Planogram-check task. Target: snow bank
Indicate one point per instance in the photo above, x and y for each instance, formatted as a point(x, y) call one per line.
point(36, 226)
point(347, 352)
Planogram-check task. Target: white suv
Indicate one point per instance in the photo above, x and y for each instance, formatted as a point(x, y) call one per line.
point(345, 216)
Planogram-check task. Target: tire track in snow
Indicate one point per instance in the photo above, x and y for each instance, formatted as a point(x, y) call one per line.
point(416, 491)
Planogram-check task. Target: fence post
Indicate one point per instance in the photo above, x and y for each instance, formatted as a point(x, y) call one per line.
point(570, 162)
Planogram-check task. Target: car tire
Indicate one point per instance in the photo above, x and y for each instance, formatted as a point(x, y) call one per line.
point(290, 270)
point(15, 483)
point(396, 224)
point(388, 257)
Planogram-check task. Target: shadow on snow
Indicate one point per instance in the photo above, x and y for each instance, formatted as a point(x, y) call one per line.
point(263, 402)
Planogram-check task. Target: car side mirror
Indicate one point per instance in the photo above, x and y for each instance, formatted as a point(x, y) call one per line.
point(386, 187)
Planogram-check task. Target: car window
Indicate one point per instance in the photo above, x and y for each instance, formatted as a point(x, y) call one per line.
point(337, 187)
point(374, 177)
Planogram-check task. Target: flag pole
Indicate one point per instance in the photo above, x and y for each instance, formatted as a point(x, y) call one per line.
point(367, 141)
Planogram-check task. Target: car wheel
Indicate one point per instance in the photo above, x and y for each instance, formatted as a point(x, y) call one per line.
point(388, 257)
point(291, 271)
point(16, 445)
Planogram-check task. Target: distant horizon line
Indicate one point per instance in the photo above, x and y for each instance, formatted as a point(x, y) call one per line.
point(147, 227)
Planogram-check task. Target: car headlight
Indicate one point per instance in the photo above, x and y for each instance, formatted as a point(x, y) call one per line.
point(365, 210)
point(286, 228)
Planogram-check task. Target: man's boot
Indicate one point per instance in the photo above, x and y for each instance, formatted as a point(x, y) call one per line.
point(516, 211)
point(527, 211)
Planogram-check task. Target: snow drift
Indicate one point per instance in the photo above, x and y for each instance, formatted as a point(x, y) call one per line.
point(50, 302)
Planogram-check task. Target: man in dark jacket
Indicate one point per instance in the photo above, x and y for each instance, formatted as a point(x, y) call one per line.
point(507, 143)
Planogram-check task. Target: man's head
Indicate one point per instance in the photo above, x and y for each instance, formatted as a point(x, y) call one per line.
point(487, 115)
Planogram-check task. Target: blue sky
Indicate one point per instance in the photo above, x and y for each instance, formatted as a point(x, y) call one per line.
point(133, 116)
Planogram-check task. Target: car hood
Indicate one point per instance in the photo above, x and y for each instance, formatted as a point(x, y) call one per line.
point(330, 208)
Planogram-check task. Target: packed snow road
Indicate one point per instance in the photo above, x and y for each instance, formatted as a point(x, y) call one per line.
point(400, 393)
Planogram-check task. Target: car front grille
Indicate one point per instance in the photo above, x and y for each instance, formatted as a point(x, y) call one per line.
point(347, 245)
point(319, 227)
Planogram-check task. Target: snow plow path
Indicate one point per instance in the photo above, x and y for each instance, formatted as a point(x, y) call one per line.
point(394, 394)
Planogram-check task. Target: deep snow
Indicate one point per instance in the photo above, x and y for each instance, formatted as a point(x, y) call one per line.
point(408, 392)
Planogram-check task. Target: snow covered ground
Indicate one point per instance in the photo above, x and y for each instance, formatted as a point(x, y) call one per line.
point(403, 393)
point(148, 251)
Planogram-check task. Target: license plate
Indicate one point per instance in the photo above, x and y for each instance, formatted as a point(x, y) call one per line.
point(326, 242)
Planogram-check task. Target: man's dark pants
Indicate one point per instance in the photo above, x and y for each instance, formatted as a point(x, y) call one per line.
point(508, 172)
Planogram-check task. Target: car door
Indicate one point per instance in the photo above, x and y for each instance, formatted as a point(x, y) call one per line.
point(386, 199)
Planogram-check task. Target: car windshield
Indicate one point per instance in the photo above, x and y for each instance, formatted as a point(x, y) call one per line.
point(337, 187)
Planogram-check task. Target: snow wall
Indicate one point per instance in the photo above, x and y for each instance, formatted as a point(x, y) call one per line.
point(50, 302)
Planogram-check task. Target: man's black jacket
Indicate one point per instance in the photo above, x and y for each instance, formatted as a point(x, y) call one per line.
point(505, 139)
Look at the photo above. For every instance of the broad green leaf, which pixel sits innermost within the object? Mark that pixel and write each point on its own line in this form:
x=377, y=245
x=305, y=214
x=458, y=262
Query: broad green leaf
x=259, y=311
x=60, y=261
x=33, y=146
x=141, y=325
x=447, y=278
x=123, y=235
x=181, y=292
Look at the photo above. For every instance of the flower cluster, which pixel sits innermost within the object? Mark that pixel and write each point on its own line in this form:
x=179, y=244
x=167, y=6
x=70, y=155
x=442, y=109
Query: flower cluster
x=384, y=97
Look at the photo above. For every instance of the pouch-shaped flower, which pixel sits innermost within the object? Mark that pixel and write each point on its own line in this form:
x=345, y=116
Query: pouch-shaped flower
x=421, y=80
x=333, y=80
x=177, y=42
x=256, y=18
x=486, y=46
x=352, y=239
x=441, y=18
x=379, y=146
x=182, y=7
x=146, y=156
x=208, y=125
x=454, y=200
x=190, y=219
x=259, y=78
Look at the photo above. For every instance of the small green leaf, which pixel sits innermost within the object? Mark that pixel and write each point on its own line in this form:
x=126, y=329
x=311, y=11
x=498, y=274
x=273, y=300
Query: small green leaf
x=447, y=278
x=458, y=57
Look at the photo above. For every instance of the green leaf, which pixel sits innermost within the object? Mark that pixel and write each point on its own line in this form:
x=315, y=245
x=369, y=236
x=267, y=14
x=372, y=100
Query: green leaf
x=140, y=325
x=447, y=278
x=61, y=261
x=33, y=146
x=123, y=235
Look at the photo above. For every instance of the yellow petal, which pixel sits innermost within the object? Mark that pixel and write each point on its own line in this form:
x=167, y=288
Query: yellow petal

◇ ◇ ◇ ◇ ◇ ◇ ◇

**YOUR TASK:**
Could you render the material from the line with "Planogram-check task. Target: blue sky" to the line with "point(133, 116)", both ends included, as a two-column CSV headed request and answer? Use one row per request, put each field in quotes, and replace line breaks with spaces.

**WRITTEN SOLUTION:**
request,answer
"Planogram-check task. Target: blue sky Indicate one point per instance in the photo above, x and y for each instance, formatted as a point(x, y) call one per line.","point(133, 116)"